Piotr Ostaszewski (born 5 April 1964, Żyrardów) is a Polish historian, political scientist and translator. Since 24 September 2017 serving as an ambassador to South Korea.

Life 
Piotr Ostaszewski was born on 5 April 1964 in Żyrardów. Ostaszewski sat for an M.A. and Ph.D. in history at the University of Warsaw respectively in 1990 and 1998 for his thesis on Harry S. Truman's policy toward Vietnam. In 2004 he attained a post-doctoral degree at the Adam Mickiewicz University in Poznań. In 2013 he became a full professor. He specializes in 20th-century international relations in Asia.

Between 1990 and 2000 he worked at the University of Warsaw American Studies Center. In 2000 he has been visiting professor at Kent State University giving lectures on the US-China modern relations and modern history of Cambodia. In 2000 he became lecturer at the Warsaw School of Economics. Since 2005 he has been Head of Department of Political Studies and, between 2012 and 2016 vice-rector for teaching and student affairs.

On 24 September 2017 she was appointed ambassador to South Korea.

He is married. He has no children. He speaks English and Italian.

Works

Books 

 Amerykańska wojna w Wietnamie, 1965–1973, w opinii dwóch pokoleń społeczeństwa polskiego, Warszawa: Ośrodek Studiów Amerykańskich. Uniwersytet Warszawski, 1999.
 Wietnam: najdłuższy konflikt powojennego świata 1945–1975, Warszawa: Wydawnictwo DiG, 2000.

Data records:
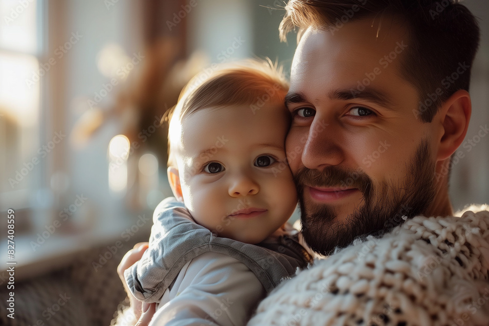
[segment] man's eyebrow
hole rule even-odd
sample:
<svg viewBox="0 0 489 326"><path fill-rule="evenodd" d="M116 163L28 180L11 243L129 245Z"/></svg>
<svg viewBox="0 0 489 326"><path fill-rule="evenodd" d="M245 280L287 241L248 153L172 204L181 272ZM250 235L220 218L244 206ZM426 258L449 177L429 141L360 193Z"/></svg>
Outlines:
<svg viewBox="0 0 489 326"><path fill-rule="evenodd" d="M337 89L330 92L328 96L331 100L364 100L375 103L387 109L391 109L395 105L389 99L389 96L380 90L373 88L367 88L362 91L352 91L350 89Z"/></svg>
<svg viewBox="0 0 489 326"><path fill-rule="evenodd" d="M328 96L331 100L350 101L354 99L364 100L371 102L387 109L392 109L395 105L389 99L389 96L384 92L373 88L366 88L362 91L353 90L355 88L336 89L331 91ZM302 92L292 92L285 96L286 106L294 103L302 103L307 102L306 95Z"/></svg>
<svg viewBox="0 0 489 326"><path fill-rule="evenodd" d="M288 93L285 95L285 106L293 103L302 103L306 101L306 95L302 92L292 92Z"/></svg>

| TASK BRIEF |
According to the biography, at which university did Piotr Ostaszewski attain his post-doctoral degree in 2004? The entries are separate material, unrelated to the biography.

| WRITTEN SOLUTION |
The Adam Mickiewicz University in Poznań.